— BEGIN DATA FOR THIS EXERCISE —
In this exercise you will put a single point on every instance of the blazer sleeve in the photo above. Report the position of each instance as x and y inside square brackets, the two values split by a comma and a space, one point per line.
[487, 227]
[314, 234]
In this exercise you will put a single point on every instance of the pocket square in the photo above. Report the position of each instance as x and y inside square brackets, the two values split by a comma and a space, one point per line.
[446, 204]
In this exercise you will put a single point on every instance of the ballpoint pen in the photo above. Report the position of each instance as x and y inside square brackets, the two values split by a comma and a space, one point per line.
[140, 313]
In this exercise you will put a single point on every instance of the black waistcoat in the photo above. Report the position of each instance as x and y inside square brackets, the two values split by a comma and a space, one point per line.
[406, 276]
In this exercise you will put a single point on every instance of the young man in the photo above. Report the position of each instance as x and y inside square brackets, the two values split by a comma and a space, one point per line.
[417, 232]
— END DATA FOR THIS EXERCISE —
### TASK BRIEF
Copy all of the material above in full, every line in order, and add 30 to each coordinate in the bracketed answers.

### PROBLEM SOLUTION
In this exercise you will put a single point on every instance of the blazer sleeve in the photo above. Report the position of each instance as x and y inside square brackets, the two values split by a comma and a space, one point per line.
[517, 257]
[344, 264]
In this exercise you will put a single point on every instance of the pocket square in the photo above. Report the position of each instance as x and y inside square brackets, the two values split by a comma and a space, one point per line.
[476, 234]
In this exercise you will put a single point on every instance of the ballpoint pen in the photo above. Report the position of each instance as x and y inside square brackets, the two values split by a comma and a space, one point per line.
[170, 343]
In this exercise you will put a single point on every instance of the black waistcoat in the photo above. Report the position of each instance as x and y inside square brackets, the two values split by a comma and a space, one point per line.
[436, 306]
In this exercise you will put a single point on every instance of the young man in the photo above. Report the position of each instance as x and y inside square brackets, the two values split by a comma and a space, one point per line.
[447, 262]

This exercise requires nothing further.